Provided passage
James Fenimore Cooper
James Fenimore Cooper was born in 1789 in New Jersey, the son of a wealthy land agent who founded Cooperstown in New York State. Cooper attended Yale, but was expelled in 1805 and spent five years at sea on merchant then naval ships. He married in 1811, and eventually settled in New York. Precaution, Cooper's first novel, was written in 1820 as a study of English manners; its successors, The Spy and The Pilot, written within the next three years, were more characteristic of the vein of military or seagoing romance that was to become typical of him. In 1823 he began the Leatherstocking Tales series of novels, centred on a shared Native American character at different periods of his life, for which he is chiefly remembered. Cooper's reputation as one of America's leading authors was quickly established, and spread to Europe by a long stay there from 1826, making him one of the first American writers popular beyond that country. After his return to America in 1832, however, conservative political essays and novels dramatising similar views, as well as critiques of American society and abuses of democracy, led to a decline in his popularity. James Fenimore Cooper died in 1851.

Coordinate labeling data
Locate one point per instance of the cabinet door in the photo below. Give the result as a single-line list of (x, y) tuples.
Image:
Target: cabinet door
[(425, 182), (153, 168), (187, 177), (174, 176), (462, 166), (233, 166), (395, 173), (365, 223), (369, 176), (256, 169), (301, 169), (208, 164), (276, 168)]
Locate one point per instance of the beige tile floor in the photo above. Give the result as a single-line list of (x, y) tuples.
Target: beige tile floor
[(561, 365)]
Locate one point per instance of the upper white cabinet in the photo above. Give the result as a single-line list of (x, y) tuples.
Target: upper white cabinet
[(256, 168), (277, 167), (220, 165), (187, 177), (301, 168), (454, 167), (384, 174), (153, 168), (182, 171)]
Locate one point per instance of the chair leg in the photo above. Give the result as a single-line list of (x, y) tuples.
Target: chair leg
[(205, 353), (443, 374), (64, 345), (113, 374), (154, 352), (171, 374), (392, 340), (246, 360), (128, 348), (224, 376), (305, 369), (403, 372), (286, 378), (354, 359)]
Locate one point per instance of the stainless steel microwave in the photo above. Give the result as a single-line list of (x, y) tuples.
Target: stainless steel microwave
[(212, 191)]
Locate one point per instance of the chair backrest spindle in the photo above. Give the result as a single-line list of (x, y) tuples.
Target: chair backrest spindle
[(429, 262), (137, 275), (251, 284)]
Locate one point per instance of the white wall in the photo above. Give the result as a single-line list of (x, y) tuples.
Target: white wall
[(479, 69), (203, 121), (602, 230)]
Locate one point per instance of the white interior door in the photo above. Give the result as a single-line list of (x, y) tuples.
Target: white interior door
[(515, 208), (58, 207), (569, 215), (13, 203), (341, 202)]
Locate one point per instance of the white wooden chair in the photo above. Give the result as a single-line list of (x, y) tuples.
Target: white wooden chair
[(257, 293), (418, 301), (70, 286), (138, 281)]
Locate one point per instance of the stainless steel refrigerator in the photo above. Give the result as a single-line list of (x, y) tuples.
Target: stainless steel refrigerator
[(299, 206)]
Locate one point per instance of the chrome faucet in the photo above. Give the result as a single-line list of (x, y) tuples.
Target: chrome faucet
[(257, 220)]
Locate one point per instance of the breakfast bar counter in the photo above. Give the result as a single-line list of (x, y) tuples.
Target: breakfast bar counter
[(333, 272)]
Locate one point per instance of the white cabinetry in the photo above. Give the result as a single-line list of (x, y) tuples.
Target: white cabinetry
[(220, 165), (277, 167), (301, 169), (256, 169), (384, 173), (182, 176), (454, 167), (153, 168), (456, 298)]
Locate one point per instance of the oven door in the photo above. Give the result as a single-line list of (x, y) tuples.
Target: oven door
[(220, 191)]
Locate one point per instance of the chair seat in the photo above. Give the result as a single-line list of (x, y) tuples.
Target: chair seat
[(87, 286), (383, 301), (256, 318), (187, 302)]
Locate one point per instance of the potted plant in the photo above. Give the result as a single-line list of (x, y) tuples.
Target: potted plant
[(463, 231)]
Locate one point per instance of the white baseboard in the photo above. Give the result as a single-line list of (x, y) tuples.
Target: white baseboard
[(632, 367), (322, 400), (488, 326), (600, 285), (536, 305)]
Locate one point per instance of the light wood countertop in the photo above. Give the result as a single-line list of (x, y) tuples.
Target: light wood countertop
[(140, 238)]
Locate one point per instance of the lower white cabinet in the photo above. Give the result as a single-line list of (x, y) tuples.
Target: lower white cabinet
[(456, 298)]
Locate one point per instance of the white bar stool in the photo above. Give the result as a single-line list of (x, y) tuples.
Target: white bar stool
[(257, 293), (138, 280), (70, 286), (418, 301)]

Work to complete
1 - In the passage on James Fenimore Cooper, what was the title of his first novel?
2 - Carry on the passage on James Fenimore Cooper from its final sentence.

Outputs
1 - Precaution, written in 1820.

2 -
Biography

James Cooper (he added the Fenimore when he was in his 30s) was born September 15, 1789, in Burlington, New Jersey, to William Cooper and Elizabeth Fenimore Cooper. In 1790 the family moved to the frontier country of upstate New York, where William established a village he called Cooperstown. Although cushioned by wealth and William's status as landlord and judge, the Coopers found pioneering to be rugged, and only 7 of the 13 Cooper children survived their early years. All the hardship notwithstanding, according to family reports, the young James loved the wilderness. Years later, he wrote The Pioneers (1823) about Cooperstown in the 1790s, but many of his other books draw deeply on his childhood experiences of the frontier as well.

Cooper was sent to Yale in 1801 but he was expelled in 1805 for setting off an explosion in another student's room. Afterward, as a midshipman in the fledgling U.S. Navy, he made Atlantic passages and served at an isolated post on Lake Ontario. Cooper resigned his commission in 1811 to marry Susan Augusta De Lancey, the daughter of a wealthy New York State family. During the next decade, however, a series of bad investments and legal entanglements reduced his inheritance to the verge of bankruptcy.

Cooper was already 30 years old when, on a dare from his wife, he became a writer. One evening he threw down, in disgust, a novel he was reading aloud to her, saying he could write a better book himself. Susan, who knew that he disliked writing even letters, expressed her doubts. To prove her wrong he wrote Precaution, which was published anonymously in 1820. Encouraged by favorable reviews, Cooper wrote other books in quick succession, and by the time The Last of the Mohicans, his sixth novel, was published in 1827, he was internationally famous as America's first professionally successful novelist. Eventually he published 32 novels, as well as travel books and histories. Cooper invented the genre of nautical fiction, and in the figure of Nathaniel or "Natty" Bumppo (Hawkeye in The Last of the Mohicans) -- the central character in the five Leatherstocking Tales Cooper published between 1823 and 1841 -- he gave American fiction its first great hero.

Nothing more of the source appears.